**Description of the task**
Pull out every line of the data below that contains the word "cloud", matching uppercase and lowercase exactly.

··· Extracted entries

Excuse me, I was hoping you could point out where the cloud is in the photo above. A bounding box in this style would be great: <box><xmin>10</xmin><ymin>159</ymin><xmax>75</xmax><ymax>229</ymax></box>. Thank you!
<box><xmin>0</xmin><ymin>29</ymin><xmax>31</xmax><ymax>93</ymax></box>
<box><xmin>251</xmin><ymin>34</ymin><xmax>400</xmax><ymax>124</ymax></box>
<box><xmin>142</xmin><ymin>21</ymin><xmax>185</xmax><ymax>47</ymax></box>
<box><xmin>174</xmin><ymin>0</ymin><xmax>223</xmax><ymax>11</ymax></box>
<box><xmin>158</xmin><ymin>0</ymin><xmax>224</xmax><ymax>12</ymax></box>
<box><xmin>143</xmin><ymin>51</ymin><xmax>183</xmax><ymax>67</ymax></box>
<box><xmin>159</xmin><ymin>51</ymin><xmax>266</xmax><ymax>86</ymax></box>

······
··· Extracted entries

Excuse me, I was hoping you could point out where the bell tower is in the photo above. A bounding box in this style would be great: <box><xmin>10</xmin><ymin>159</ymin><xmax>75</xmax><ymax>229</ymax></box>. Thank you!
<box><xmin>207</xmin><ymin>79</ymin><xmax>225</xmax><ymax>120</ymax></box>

······
··· Extracted entries

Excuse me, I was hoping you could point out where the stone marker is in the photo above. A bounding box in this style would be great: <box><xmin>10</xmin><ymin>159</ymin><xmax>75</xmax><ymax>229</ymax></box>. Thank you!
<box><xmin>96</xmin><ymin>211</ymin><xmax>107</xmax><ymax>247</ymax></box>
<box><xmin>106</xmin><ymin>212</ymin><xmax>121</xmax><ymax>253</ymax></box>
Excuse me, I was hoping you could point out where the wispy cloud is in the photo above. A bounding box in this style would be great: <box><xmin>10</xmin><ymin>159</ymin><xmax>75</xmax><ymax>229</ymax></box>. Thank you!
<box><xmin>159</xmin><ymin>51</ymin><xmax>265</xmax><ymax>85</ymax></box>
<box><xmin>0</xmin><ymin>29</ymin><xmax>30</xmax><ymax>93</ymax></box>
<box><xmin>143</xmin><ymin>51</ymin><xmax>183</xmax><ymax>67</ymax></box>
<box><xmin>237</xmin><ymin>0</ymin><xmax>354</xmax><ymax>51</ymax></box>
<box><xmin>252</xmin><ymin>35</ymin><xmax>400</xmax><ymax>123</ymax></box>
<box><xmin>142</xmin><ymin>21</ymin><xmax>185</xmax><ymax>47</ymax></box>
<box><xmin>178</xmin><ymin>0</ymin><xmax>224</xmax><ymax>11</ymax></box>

······

**Result below**
Excuse me, I was hoping you could point out where the cloud is in the photo above. A bounding box in this style would be great: <box><xmin>10</xmin><ymin>159</ymin><xmax>75</xmax><ymax>229</ymax></box>. Thank you!
Excuse me, I was hoping you could point out where the wispy cloud is in the photo above. A bounding box in this style would be great: <box><xmin>10</xmin><ymin>159</ymin><xmax>75</xmax><ymax>229</ymax></box>. Thank you!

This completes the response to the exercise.